GIVEN DATA:
________________

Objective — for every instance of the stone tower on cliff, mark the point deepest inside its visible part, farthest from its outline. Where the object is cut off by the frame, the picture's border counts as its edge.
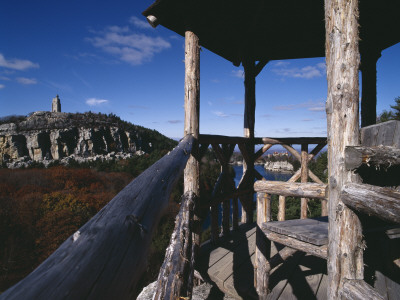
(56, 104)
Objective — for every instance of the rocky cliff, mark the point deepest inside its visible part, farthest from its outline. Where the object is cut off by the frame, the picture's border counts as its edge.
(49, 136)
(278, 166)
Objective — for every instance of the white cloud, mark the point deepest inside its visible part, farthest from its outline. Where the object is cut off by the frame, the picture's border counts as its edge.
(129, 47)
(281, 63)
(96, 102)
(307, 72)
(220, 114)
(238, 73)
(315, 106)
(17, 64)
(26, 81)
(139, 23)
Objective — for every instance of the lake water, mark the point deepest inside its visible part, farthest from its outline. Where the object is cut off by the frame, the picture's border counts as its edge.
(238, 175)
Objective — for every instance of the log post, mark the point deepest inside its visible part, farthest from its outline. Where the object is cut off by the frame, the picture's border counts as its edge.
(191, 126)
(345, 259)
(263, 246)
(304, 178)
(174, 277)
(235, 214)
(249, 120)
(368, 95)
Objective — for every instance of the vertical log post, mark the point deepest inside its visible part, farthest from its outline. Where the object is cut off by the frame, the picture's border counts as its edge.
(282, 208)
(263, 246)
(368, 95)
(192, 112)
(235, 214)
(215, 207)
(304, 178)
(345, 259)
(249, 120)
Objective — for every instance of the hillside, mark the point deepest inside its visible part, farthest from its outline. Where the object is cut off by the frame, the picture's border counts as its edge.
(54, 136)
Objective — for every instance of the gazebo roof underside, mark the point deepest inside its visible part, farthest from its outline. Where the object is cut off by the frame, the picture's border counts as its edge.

________________

TASK BRIEF: Reproduce the entire listing above with every occurrence of "Objective" renamed to "Instruction" and all other text left unchanged. Omit the pictures from your answer.

EXPECTED OUTPUT:
Instruction — for every instance of the stone tower on cliff, mark the point deepest inside its visible part, farthest from its outline. Where the object is cut off by the frame, the picture's border counts as its edge.
(56, 104)
Instruction — for every instance of the rocky cliff, mark the point deepest inside its visible part, farthest from its outline. Where the object is cut off by the frame, the picture's border counts as its edge.
(49, 136)
(278, 166)
Instruction — for every instance of the white cloud, mark the point deepest inside its visible part, farthest from its outline. Where the object is cut off by the frame, the picture's border counts as its edge.
(129, 47)
(281, 63)
(96, 102)
(307, 72)
(220, 114)
(238, 73)
(315, 106)
(17, 64)
(26, 81)
(139, 23)
Instruction — for every instance of the lake water, mark the point deepest inside its visible part, farthest from its outline. Where the object is cut off by the frame, the picture's border counts as its edge.
(238, 175)
Instruction — for every instance of the log post, mark the point deepest inside its visible part, farthest from its outline. Where the object is cut off by the frame, the picture's border counts as its edge.
(191, 126)
(345, 259)
(263, 246)
(304, 178)
(174, 277)
(235, 214)
(249, 120)
(368, 95)
Instruction — for every instance of the vertical log post, mark the point deepest inside its visible part, farthest from its outline. Where the object is cut off by the frame, the picture's border counts as its edge.
(282, 208)
(263, 246)
(368, 95)
(192, 112)
(235, 214)
(215, 207)
(304, 178)
(345, 259)
(249, 120)
Instruction — for every instance of the hillside, mark the point deepest inside its visible part, farthest from its outline. Where the object is cut off by the frame, the picture's border counts as its edge.
(54, 136)
Instruction — for every instance of the gazebo roof underside, mark the point deepest inside its visible part, farthest from its outline. Where the object is cut off by the frame, the picture's border counts as its edge.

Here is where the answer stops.